:: Passage shown ::
Clients often report that "I already have an LLC." Often, they mean that the minimum initial paperwork has been filed (often by an Internet service), the filing fee paid, and nothing else done. In terms of sound business practices and thorough record keeping, this is obviously insufficient; also, legally speaking, minimalist filing may not be sufficient to maintain the company's liability barrier if the LLC is challenged in court. If the LLC is not sufficiently independent and fully established, a court could use its discretion to find fraud and "pierce the corporate veil"—holding individual members personally liable, despite Texas's rather tough rules on the issue of piercing. See chapter 28 on this subject.

Clients will go on to say the following about the formation of their LLCs: "Oh, I just filled out and filed the standard forms." That is the point. There are no "standard forms" for establishing and properly documenting an LLC, regardless of what Internet services may say or imply in promotion of their highly simplistic products. Even the very basic forms that are available at the Secretary of State's website are of minimal use—they will get you a file number, minimal legal status, and that is about all. Will they get you real asset protection? Will they document the establishment of your business and your relationship with your partners in a clear way? Do not count on it.

(Named-object pointing items)
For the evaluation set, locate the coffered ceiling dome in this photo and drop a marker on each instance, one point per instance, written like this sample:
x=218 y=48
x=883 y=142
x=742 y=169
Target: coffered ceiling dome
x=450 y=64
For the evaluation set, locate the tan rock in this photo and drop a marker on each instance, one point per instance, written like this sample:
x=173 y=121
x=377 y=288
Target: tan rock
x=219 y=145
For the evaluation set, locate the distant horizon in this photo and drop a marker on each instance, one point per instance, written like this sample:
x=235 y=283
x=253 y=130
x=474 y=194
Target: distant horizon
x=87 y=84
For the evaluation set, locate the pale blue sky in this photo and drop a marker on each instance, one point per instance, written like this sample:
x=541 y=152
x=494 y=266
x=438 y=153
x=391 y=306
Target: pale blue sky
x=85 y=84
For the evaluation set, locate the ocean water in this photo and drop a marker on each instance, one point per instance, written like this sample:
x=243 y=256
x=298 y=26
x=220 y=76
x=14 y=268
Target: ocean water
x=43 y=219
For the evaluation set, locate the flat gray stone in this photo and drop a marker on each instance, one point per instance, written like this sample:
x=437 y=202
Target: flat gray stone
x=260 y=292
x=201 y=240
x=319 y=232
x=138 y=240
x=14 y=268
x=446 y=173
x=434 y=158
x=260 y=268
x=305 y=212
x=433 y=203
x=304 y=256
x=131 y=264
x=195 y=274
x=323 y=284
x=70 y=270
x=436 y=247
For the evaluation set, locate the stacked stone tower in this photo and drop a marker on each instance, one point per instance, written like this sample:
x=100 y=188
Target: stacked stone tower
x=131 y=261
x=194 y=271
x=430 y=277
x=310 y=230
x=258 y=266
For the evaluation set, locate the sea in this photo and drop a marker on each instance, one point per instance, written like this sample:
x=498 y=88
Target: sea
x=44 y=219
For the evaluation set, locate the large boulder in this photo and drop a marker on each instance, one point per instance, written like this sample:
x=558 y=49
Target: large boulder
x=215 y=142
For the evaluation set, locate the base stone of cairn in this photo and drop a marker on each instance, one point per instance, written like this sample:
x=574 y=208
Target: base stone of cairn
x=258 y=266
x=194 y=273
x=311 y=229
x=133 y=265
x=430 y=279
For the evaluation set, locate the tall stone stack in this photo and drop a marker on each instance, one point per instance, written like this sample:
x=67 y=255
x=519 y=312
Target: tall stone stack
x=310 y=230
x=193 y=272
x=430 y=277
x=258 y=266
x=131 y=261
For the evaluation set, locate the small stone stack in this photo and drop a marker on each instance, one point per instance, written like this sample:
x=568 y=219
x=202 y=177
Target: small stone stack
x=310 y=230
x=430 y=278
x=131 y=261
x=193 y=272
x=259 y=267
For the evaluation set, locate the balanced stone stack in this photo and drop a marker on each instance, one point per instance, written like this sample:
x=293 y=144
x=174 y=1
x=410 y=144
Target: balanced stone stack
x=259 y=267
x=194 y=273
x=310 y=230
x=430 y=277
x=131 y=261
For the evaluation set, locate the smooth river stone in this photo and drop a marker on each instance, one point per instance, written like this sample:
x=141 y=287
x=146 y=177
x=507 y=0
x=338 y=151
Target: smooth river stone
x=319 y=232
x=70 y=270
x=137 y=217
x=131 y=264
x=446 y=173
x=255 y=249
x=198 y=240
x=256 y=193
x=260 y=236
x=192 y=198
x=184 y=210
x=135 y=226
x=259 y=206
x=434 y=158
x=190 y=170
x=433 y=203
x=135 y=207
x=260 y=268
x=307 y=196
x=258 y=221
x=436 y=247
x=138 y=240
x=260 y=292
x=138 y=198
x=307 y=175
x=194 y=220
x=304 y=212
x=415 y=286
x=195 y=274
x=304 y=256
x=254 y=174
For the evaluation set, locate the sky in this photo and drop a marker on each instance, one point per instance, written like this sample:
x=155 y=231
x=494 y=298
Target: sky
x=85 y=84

:: Task to complete ::
Retype the passage above on LLC formation paperwork word for word, from start to finish.

:: Final result ::
Clients often report that "I already have an LLC." Often, they mean that the minimum initial paperwork has been filed (often by an Internet service), the filing fee paid, and nothing else done. In terms of sound business practices and thorough record keeping, this is obviously insufficient; also, legally speaking, minimalist filing may not be sufficient to maintain the company's liability barrier if the LLC is challenged in court. If the LLC is not sufficiently independent and fully established, a court could use its discretion to find fraud and "pierce the corporate veil"—holding individual members personally liable, despite Texas's rather tough rules on the issue of piercing. See chapter 28 on this subject.

Clients will go on to say the following about the formation of their LLCs: "Oh, I just filled out and filed the standard forms." That is the point. There are no "standard forms" for establishing and properly documenting an LLC, regardless of what Internet services may say or imply in promotion of their highly simplistic products. Even the very basic forms that are available at the Secretary of State's website are of minimal use—they will get you a file number, minimal legal status, and that is about all. Will they get you real asset protection? Will they document the establishment of your business and your relationship with your partners in a clear way? Do not count on it.